* ENTRIES PROVIDED
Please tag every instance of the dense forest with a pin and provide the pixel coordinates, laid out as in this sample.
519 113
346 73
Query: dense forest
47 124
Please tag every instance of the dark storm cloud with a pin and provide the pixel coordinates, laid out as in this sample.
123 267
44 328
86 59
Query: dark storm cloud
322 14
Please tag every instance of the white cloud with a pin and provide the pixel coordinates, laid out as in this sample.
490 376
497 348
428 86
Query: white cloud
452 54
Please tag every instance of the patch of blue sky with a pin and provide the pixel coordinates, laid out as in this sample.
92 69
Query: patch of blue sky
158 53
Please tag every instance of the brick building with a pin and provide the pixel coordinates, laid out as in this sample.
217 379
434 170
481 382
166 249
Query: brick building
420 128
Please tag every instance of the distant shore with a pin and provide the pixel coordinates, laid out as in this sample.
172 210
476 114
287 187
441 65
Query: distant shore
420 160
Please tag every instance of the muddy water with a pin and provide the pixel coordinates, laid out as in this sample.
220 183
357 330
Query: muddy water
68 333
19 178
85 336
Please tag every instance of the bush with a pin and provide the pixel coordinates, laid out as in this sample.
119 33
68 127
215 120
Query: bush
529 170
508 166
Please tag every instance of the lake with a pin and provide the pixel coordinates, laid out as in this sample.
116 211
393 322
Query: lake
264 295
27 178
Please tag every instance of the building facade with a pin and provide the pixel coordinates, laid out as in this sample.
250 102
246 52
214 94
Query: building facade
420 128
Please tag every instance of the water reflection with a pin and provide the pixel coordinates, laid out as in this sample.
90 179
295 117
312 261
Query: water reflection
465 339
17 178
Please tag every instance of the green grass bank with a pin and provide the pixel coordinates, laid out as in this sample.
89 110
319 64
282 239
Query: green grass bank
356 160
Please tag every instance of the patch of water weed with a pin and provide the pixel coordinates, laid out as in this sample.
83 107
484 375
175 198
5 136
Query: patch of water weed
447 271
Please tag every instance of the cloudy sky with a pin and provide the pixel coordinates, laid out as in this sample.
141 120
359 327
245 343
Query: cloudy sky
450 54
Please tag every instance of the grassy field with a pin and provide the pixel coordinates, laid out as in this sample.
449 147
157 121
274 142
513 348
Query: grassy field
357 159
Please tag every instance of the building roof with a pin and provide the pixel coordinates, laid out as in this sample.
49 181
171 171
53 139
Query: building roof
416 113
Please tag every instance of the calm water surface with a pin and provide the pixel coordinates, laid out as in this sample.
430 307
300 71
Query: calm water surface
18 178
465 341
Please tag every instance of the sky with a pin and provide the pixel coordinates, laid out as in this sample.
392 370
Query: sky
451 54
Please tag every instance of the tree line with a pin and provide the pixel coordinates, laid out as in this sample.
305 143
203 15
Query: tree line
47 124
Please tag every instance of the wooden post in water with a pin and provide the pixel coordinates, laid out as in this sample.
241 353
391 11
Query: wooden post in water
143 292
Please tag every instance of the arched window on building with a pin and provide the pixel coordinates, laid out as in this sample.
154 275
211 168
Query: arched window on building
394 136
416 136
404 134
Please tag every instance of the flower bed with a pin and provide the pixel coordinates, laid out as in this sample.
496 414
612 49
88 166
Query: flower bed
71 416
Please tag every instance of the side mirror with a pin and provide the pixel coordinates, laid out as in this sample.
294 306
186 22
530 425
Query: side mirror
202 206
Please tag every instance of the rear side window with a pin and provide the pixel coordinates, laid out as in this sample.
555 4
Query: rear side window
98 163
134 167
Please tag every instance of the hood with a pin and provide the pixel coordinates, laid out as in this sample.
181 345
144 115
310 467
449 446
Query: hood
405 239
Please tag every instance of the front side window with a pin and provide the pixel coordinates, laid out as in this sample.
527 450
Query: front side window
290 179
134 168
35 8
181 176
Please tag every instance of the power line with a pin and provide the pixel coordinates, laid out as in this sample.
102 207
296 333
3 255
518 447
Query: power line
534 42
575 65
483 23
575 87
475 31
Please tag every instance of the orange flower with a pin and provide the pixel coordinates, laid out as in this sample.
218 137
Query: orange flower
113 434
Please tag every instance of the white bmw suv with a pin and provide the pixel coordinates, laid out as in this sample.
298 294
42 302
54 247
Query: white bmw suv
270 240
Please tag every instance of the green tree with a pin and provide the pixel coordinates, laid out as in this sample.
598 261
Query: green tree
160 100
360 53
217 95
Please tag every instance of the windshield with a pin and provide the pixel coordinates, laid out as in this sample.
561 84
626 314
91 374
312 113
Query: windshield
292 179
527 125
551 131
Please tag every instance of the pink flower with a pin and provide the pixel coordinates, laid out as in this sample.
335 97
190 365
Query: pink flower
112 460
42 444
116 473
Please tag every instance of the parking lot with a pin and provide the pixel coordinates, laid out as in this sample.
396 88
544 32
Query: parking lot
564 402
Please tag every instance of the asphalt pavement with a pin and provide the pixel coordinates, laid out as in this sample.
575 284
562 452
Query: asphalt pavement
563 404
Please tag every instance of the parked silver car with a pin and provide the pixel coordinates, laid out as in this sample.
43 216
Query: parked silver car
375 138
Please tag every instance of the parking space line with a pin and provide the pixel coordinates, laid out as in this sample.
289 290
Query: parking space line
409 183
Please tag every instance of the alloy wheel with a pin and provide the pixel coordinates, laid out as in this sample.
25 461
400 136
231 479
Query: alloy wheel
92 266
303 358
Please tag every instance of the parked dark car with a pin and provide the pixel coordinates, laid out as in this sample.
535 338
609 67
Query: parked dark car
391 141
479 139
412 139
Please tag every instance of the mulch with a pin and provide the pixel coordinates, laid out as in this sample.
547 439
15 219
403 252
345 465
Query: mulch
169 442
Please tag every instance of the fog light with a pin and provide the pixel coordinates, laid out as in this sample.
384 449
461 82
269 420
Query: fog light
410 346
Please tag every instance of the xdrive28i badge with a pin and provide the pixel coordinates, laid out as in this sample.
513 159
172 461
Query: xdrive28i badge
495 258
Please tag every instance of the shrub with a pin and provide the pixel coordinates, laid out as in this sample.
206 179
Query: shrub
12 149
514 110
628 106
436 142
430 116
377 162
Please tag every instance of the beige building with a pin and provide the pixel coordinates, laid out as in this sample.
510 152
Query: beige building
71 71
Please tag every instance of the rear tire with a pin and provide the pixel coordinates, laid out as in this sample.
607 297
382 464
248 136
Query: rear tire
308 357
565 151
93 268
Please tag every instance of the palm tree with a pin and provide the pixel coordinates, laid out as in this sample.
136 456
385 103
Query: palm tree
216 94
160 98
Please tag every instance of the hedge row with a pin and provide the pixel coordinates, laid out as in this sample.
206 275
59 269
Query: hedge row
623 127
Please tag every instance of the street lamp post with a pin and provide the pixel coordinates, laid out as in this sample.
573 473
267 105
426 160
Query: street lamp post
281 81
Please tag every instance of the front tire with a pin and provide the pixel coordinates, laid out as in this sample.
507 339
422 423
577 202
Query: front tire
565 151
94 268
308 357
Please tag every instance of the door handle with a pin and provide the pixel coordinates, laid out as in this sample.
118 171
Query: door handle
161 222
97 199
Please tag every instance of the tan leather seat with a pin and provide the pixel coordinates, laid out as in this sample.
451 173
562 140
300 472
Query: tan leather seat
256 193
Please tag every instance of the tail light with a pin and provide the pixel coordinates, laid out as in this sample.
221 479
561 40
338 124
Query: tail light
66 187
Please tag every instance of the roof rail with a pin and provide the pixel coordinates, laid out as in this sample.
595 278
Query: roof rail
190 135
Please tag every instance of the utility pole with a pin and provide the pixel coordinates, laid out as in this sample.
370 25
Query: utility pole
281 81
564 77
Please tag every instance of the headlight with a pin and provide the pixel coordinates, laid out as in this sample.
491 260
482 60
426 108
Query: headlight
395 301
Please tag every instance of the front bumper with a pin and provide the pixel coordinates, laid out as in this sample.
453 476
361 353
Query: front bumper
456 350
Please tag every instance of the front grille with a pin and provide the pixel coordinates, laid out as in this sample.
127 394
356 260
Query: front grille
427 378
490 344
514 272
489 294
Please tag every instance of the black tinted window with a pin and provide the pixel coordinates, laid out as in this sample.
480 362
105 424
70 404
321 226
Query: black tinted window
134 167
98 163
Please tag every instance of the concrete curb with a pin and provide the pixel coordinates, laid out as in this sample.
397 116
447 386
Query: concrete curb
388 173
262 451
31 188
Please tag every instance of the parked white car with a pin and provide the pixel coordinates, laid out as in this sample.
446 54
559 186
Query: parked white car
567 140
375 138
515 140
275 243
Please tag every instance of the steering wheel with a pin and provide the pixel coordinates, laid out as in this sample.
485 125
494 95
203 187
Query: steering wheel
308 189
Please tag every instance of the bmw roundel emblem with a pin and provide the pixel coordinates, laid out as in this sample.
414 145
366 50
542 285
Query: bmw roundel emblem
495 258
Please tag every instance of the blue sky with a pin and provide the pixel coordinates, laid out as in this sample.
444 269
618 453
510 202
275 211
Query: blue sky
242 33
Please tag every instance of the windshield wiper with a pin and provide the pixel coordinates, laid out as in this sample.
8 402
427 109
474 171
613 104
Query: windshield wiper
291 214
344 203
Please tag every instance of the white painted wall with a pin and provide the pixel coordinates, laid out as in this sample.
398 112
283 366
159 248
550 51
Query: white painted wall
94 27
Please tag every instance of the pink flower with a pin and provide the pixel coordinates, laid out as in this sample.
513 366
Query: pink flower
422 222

* PROBLEM TO SOLVE
Your task is to output exactly the lines running from the one with "Please tag every instance of the steering" through the final line of the material above, with both ends included.

* RESPONSE TO THE EXERCISE
Please tag every instance of the steering wheel with a pin and provide the pixel coordinates, laid out as in this sample.
485 125
494 95
203 187
Query: steering wheel
308 189
Please tag every instance of the bmw roundel emblem with a pin and provide the pixel coordinates, laid out as in this sample.
414 145
366 50
542 285
Query: bmw roundel emblem
495 258
Please tag every instance of the blue sky with a pin and provide the pixel coordinates, laid out as in this sample.
444 269
618 453
510 202
275 211
Query: blue sky
242 33
Please tag every instance of the windshield wiper with a pin and provide the pixel coordinates, laid out as in this sample.
8 402
427 109
474 171
613 104
Query: windshield wiper
291 214
344 203
Please tag every instance of the white painted wall with a pin and provide the pixel coordinates, laid out as in this sample.
398 112
283 366
159 248
550 51
Query: white painted wall
94 27
Please tag every instance of the pink flower with a pin and provide the pixel coordinates, laid out as in this sample.
513 366
Query: pink flower
422 222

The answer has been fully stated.